Activity: Copy every line of the data that includes the string "black".

Items from a data source
——
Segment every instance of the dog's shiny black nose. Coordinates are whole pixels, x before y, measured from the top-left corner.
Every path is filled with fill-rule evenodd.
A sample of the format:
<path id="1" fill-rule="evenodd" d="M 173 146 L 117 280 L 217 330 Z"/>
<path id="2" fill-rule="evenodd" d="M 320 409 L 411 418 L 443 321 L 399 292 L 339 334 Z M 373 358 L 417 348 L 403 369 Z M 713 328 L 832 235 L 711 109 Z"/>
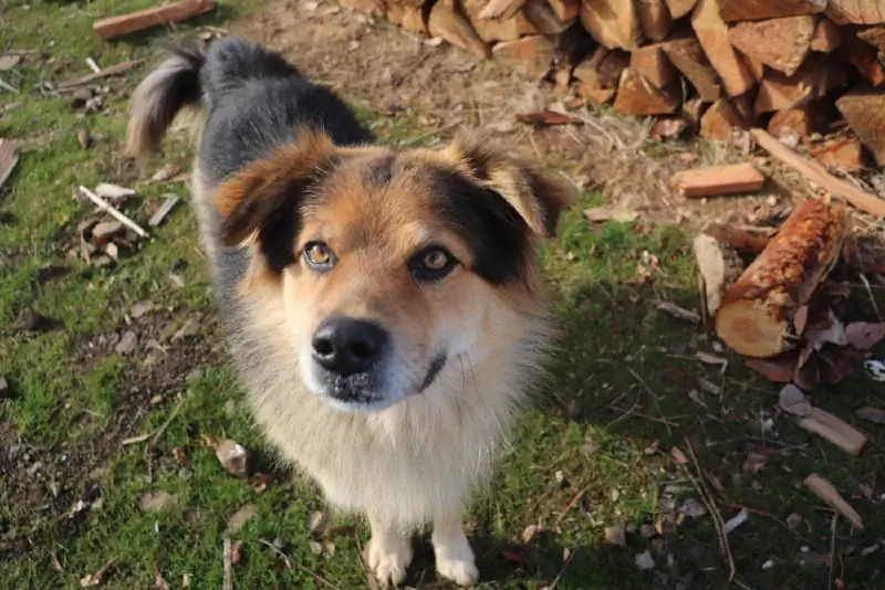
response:
<path id="1" fill-rule="evenodd" d="M 372 322 L 333 317 L 320 326 L 312 344 L 316 362 L 346 377 L 368 370 L 384 352 L 387 333 Z"/>

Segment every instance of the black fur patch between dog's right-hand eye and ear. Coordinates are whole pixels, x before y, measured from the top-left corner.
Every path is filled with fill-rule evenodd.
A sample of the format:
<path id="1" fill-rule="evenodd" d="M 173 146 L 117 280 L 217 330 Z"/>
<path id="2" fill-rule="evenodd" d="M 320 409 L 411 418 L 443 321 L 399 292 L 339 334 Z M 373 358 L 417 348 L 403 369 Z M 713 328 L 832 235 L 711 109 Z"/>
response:
<path id="1" fill-rule="evenodd" d="M 497 192 L 455 171 L 435 168 L 433 178 L 431 206 L 473 253 L 470 270 L 496 284 L 524 278 L 531 241 L 519 213 Z"/>

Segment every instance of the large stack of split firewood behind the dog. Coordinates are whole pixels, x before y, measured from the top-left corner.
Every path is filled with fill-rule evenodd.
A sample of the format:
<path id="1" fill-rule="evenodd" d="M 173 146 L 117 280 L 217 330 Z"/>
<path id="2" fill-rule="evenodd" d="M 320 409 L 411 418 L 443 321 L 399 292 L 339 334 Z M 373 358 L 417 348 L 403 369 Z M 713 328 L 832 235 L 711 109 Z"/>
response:
<path id="1" fill-rule="evenodd" d="M 768 126 L 822 164 L 885 164 L 885 0 L 341 1 L 479 57 L 545 62 L 624 115 L 714 140 Z"/>

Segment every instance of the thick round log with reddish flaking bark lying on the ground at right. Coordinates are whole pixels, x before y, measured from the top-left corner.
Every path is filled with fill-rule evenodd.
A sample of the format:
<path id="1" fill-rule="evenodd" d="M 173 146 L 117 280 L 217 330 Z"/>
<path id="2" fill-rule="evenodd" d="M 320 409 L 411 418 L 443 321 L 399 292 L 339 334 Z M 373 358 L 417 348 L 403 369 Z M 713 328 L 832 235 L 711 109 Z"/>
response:
<path id="1" fill-rule="evenodd" d="M 719 338 L 753 358 L 790 349 L 793 317 L 839 260 L 848 222 L 842 207 L 819 200 L 800 204 L 726 291 L 715 320 Z"/>

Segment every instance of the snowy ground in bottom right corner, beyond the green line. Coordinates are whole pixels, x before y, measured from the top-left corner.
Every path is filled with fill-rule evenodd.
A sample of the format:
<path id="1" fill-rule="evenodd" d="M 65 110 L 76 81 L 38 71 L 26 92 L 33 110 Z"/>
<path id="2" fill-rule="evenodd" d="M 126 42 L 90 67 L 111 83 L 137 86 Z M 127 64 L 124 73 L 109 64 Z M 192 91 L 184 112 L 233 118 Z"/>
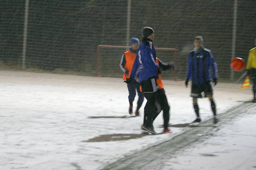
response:
<path id="1" fill-rule="evenodd" d="M 255 170 L 256 107 L 162 161 L 161 169 Z"/>

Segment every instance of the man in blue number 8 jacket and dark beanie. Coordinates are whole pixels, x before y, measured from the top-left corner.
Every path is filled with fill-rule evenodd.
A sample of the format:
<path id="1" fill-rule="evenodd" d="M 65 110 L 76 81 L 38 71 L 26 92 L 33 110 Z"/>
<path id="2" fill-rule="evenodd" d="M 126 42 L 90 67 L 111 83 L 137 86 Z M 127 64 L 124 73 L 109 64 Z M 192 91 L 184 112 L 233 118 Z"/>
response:
<path id="1" fill-rule="evenodd" d="M 156 97 L 159 95 L 159 87 L 156 84 L 156 79 L 158 78 L 158 64 L 156 63 L 156 51 L 153 45 L 155 35 L 154 30 L 150 27 L 144 27 L 142 34 L 142 44 L 137 50 L 136 59 L 133 63 L 130 75 L 131 80 L 129 81 L 135 81 L 135 75 L 139 76 L 143 95 L 147 99 L 147 103 L 144 107 L 145 121 L 141 129 L 156 134 L 156 131 L 152 128 L 153 115 L 156 112 Z"/>

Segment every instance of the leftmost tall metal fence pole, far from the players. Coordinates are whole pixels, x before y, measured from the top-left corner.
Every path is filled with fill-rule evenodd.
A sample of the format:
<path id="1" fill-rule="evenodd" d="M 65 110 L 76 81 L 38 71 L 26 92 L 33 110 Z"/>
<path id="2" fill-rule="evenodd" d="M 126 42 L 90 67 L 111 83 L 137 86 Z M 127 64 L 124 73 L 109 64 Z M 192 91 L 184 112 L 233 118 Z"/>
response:
<path id="1" fill-rule="evenodd" d="M 22 70 L 26 69 L 26 51 L 27 51 L 27 35 L 28 35 L 28 4 L 29 0 L 26 0 L 25 6 L 25 20 L 24 20 L 24 38 L 23 38 L 23 50 L 22 50 Z"/>

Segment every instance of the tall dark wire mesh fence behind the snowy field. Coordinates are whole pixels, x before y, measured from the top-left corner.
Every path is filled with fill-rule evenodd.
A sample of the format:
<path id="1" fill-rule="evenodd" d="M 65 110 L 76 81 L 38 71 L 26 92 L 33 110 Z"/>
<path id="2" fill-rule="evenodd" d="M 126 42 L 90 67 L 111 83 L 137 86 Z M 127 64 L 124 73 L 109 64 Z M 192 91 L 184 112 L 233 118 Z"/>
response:
<path id="1" fill-rule="evenodd" d="M 237 56 L 246 61 L 256 38 L 255 0 L 0 2 L 2 69 L 21 70 L 23 66 L 28 71 L 95 76 L 98 45 L 125 46 L 127 39 L 132 37 L 141 40 L 142 28 L 150 26 L 155 31 L 156 47 L 180 50 L 177 54 L 178 78 L 185 78 L 188 53 L 194 48 L 194 37 L 201 35 L 204 45 L 215 56 L 220 79 L 230 81 L 233 77 L 229 67 L 231 58 Z M 24 29 L 26 21 L 28 27 Z M 24 35 L 27 35 L 25 51 Z M 119 67 L 111 63 L 118 63 L 123 52 L 112 50 L 106 61 L 113 62 L 108 61 L 107 65 L 104 60 L 100 61 L 106 76 L 114 67 Z M 157 54 L 160 59 L 167 60 L 169 54 L 160 55 Z M 122 77 L 121 70 L 114 70 Z M 236 80 L 242 72 L 233 74 Z"/>

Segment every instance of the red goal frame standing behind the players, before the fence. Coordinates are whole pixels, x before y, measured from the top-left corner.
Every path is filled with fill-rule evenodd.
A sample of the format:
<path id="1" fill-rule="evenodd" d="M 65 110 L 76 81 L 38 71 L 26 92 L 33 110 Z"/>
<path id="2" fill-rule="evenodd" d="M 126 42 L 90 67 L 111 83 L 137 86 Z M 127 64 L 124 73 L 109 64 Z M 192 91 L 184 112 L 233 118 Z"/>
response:
<path id="1" fill-rule="evenodd" d="M 97 77 L 100 77 L 99 75 L 99 61 L 100 61 L 100 49 L 101 48 L 124 48 L 124 49 L 127 49 L 127 48 L 131 48 L 131 46 L 108 46 L 108 45 L 99 45 L 97 46 L 97 60 L 96 60 L 96 76 Z M 177 62 L 177 51 L 179 51 L 179 49 L 177 48 L 155 48 L 156 50 L 164 50 L 164 51 L 174 51 L 174 64 L 176 65 L 176 62 Z M 177 77 L 176 77 L 176 69 L 173 71 L 173 77 L 174 77 L 174 80 L 175 81 L 178 81 L 177 80 Z"/>

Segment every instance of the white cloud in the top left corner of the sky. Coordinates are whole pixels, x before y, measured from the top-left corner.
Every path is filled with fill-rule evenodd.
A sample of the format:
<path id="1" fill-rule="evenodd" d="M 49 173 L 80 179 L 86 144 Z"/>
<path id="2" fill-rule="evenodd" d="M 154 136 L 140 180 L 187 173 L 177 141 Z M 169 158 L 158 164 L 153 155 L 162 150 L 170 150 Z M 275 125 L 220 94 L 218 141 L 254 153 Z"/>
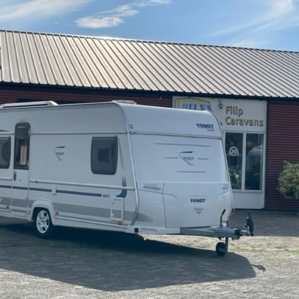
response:
<path id="1" fill-rule="evenodd" d="M 91 1 L 92 0 L 29 0 L 22 2 L 14 1 L 14 3 L 12 2 L 8 5 L 6 4 L 8 1 L 0 1 L 0 22 L 59 15 L 74 11 Z"/>

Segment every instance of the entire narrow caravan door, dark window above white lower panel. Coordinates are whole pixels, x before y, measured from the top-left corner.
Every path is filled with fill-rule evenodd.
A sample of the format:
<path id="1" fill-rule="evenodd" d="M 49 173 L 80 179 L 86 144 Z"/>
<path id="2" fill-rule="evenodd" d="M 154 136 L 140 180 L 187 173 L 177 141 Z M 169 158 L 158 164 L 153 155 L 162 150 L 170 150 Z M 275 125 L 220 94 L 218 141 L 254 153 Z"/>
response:
<path id="1" fill-rule="evenodd" d="M 15 126 L 14 159 L 12 179 L 12 214 L 18 217 L 27 215 L 28 169 L 30 125 L 18 123 Z"/>

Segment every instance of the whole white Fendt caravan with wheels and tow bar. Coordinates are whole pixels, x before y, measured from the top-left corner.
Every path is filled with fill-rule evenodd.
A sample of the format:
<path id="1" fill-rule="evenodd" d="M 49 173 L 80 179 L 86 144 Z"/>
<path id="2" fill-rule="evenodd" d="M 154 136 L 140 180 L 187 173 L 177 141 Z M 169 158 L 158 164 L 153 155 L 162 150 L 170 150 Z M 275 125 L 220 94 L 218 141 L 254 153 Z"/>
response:
<path id="1" fill-rule="evenodd" d="M 116 101 L 0 106 L 0 216 L 53 226 L 225 238 L 232 190 L 210 112 Z"/>

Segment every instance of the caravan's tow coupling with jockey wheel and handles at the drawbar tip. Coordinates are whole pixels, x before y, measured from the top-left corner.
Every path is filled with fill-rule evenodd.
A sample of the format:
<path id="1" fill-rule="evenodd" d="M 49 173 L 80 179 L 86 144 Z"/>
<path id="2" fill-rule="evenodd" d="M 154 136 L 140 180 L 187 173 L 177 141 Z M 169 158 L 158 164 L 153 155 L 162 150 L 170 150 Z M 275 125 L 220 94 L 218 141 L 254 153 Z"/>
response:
——
Solution:
Segment every instance of the dog's shiny black nose. Coordinates are whole pixels, x before y, measured from the top-left corner.
Segment every instance of the black fur patch between dog's right-hand eye and ear. Coordinates are whole pixels, x before y, measured from the top-left corner.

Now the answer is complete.